- Task inputs
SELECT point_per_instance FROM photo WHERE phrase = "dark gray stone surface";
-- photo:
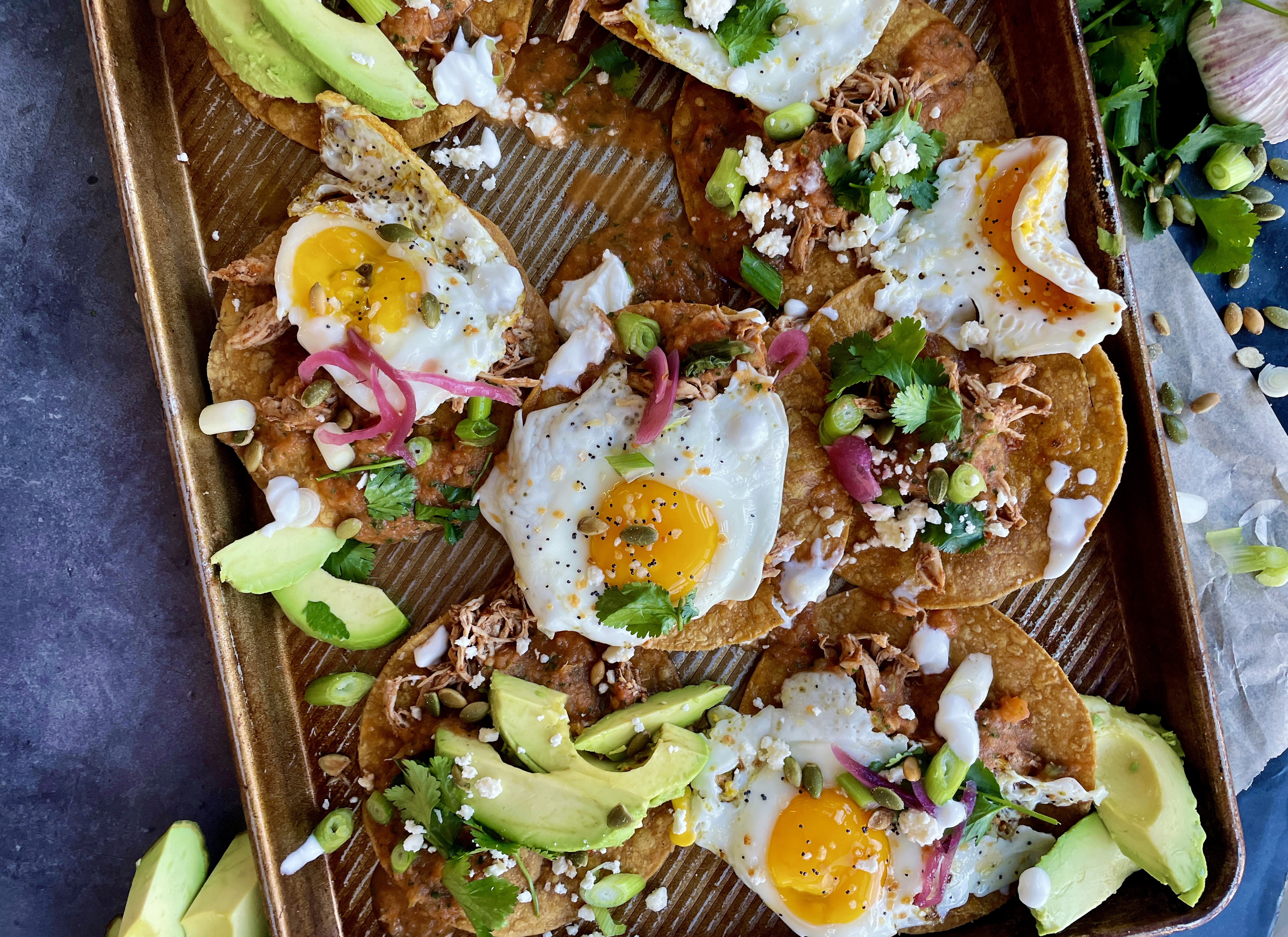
(110, 721)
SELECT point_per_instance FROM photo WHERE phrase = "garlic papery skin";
(1243, 61)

- Problem details
Rewrite all of the data above as a numbered list, one item per line, skipping blank lines and leaving out the picture.

- Exercise answer
1. SELECT point_per_instance FROM photo WHERE phrase = "dark gray stone surface";
2. -- photo:
3. (110, 721)
4. SELECT point_per_instance FROM photo WHERE phrase = "garlic papery skin";
5. (1243, 61)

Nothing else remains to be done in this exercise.